··· TEXT PROVIDED
Been doing some reading and it turns out that TD’s “As Is” picture for 3Cdo is not quite as delineated as one might have thought.

The bolt-on army CS/CSS have all undergone Royal Marine training. They are effectively Royal Marines in all but name. If the same is true for the CS/CSS provided to 16AAB then I’d suggest that the British Army have almost lost those regiments into the commando/para brigades.

If we then reverse the clock a little and remember that commandos we’re essentially our special forces, out of which the SAS, SBS, paras and RM were born, we should really create a small light division consisting of 3Cdo, 16AAB, existing SF elements, and recently absorbed CS/CSS. All commanded under a single banner. That way the CS/CSS that is currently bolted onto each brigade can become native to the light division and deployed/scaled as required. I can then see all L118s (for example) going under this structure.

Not entirely dissimilar to TD’s eventual Light Strike Brigade except that it is formed from existing units and becomes a small *division* responsible for maritime/littoral security, behind-the-lines assault, SF support, etc.

“Medium” would then come out of the light forces’ desire for heavier equipment now and again (e.g. amphibious assault), and the heavy/tracked forces’ desire for lighter equipment (e.g. reduced logistics at range). In other words no “Strike Brigade” – just the building blocks to field one if necessary.

TehFinn

What I ask artillery to do is very much possible. There are even examples of 2S1 turret being mounted on AMV. Dana and G6-52 have done it for years now. They’re not towed obviously but you get the point. Anyone heard of D-30? The world is my oyster and the capability exists.

TehFinn

https://publications.parliament.uk/pa/cm201617/cmselect/cmdfence/108/108.pdf

Page 42: “Each regiment equipped with AJAX will have between 50 and 60 vehicles, and the two Strike Brigades are each predicted to have two AJAX regiments and two mechanised infantry battalions. Once the Army reaches full operating capability, the Chief of the
General Staff expected that one of those brigades would be at 30 days’ notice to move.”

Either the other brigade will be at higher readiness that they don’t want to disclose or then Strike Brigades really can’t be quickly deployed. To me it looks like it’ll take UK a month to reinforce Baltics with medium/heavy forces. 16th probably won’t take too long to get there but it might have to wait for follow-up forces even weeks. This is looking a bit bleak. As someone who’ll be out there within the first hours I would like to have support sooner than later.
······
··· ENTRIES PROVIDED
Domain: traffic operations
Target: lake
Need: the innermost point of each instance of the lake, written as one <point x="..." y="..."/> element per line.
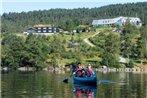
<point x="44" y="84"/>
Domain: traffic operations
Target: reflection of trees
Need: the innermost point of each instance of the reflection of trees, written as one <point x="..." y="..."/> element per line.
<point x="49" y="85"/>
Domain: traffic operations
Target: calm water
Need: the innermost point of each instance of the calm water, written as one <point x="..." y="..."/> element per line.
<point x="45" y="84"/>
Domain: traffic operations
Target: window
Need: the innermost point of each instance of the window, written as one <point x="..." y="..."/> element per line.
<point x="39" y="31"/>
<point x="44" y="31"/>
<point x="50" y="31"/>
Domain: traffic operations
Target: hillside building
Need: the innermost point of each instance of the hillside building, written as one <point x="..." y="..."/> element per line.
······
** PROBLEMS TO WORK ON **
A. Using the forum discussion about British Army brigades, decide whether each statement agrees with it. Answer yes or no for each, and quote the words that settle it.
(i) The bolt-on army CS/CSS with 3Cdo have undergone Royal Marine training.
(ii) Each regiment equipped with AJAX will have more than 60 vehicles.
(iii) The Chief of the General Staff expected both Strike Brigades to be at 30 days' notice to move.
B. List every component that the forum discussion about British Army brigades says the proposed small light division should consist of.
C. Write the next part of the forum discussion about British Army brigades, picking up after its final sentence.

** RESPONSES BY TASK **
A.
(i) Yes: "The bolt-on army CS/CSS have all undergone Royal Marine training."
(ii) No: "Each regiment equipped with AJAX will have between 50 and 60 vehicles"
(iii) No: "the Chief of the General Staff expected that one of those brigades would be at 30 days’ notice to move."

B.
- 3Cdo
- 16AAB
- existing SF elements
- recently absorbed CS/CSS

C.
Observer

Teh, which is my point on them not being really serious about it. On the other hand, they just had a ‘Strike Experiment Group(?)’ up in January of this year trying to figure out how to use the new brigades so there might be changes. Unfortunately it also might mean no one has a clue what’s going on.

As for the 122mm, yes I know of them though I don’t have hands on. If you think they can do 360 degree responsive fire on a manually laid gun, then I’ve nothing to say, if your gun crews are that good, good for you though I would seriously recommend avoiding situations where you need a 15km ranged gun to fire in all round defence. Hell, even with powered traverse howitzers, I hesitate to claim all round responsive fire. Functionally, the D-30 is analogous to the British’s L118 guns in capability though the L118 is a lot lighter. The 122mm and the 105mm are used more like field guns rather than howitzers since they are expected to do direct fire as well.

Whatever works I guess. Or whatever floats your boat.

TehFinn

26 artillery battalions of D-30s floats my boat very much, thanks for asking. Finland has 471 D-30s.

Direct fire capability is minor niche for D-30, it was designed to be used as AT gun in Soviet doctrine which isn’t the case in Finnish tactics. By design it retains that capability but is seldom used. D-30 can shoot 360 degrees as long as the basic directions have been prepared, one is 900 mils in 6000 mil system. The problem lies in the firing positions, Finland being very forested place it takes time and effort to find a place where to shoot from without having to fell dozens of trees. The places where such thing is possible are also very suspectible to enemy aerial recce. Mortars are just that much better in quick situations, ability to shoot almost straight up allows them to pick from much wider selection of firing position.

I kind of like Simons idea. Pooling 16th and 3Cdo under the same division command isn’t that shabby idea at all and might carry fruit seeing that CS/CSS can be considered organic and frankly why shouldn’t they. That division being for quickly evolving situations and 3rd Division to kick in the door with AI and Strike brigades.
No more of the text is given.